Stored data entries
┄┄┄┄┄┄┄┄┄┄┄┄┄┄┄┄┄┄┄┄
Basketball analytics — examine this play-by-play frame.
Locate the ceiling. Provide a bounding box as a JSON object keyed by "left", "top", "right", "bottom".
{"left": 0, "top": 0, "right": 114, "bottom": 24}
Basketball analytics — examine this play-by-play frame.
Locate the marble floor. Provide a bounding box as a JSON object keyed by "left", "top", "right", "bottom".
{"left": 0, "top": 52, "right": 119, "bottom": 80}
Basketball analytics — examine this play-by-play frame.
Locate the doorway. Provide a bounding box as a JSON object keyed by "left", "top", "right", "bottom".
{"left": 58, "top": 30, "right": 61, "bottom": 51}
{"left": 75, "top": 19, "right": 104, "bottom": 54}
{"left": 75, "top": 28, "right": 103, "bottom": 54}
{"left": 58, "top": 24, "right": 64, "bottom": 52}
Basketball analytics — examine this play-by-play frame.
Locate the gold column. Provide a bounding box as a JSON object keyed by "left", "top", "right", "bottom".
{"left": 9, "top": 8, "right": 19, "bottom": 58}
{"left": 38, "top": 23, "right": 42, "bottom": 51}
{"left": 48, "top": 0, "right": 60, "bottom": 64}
┄┄┄┄┄┄┄┄┄┄┄┄┄┄┄┄┄┄┄┄
(TASK DIRECTIONS):
When you transcribe the records above, keep every line exactly the same.

(RESULT OF THIS EXERCISE):
Basketball analytics — examine this play-by-play frame.
Locate the ceiling. Provide a bounding box as a JSON object keyed by "left", "top", "right", "bottom".
{"left": 0, "top": 0, "right": 114, "bottom": 24}
Basketball analytics — examine this play-by-play frame.
Locate the marble floor. Provide a bounding box as a JSON object keyed by "left", "top", "right", "bottom".
{"left": 0, "top": 52, "right": 119, "bottom": 80}
Basketball analytics — examine this play-by-play frame.
Locate the doorway. Provide a bounding box as a JSON object keyed by "left", "top", "right", "bottom".
{"left": 58, "top": 30, "right": 61, "bottom": 51}
{"left": 75, "top": 19, "right": 104, "bottom": 54}
{"left": 75, "top": 28, "right": 103, "bottom": 54}
{"left": 58, "top": 24, "right": 64, "bottom": 52}
Basketball analytics — examine this play-by-play frame.
Locate the gold column. Provide a bounding box as a JSON object keyed by "left", "top", "right", "bottom".
{"left": 9, "top": 8, "right": 19, "bottom": 58}
{"left": 38, "top": 23, "right": 42, "bottom": 51}
{"left": 48, "top": 0, "right": 60, "bottom": 64}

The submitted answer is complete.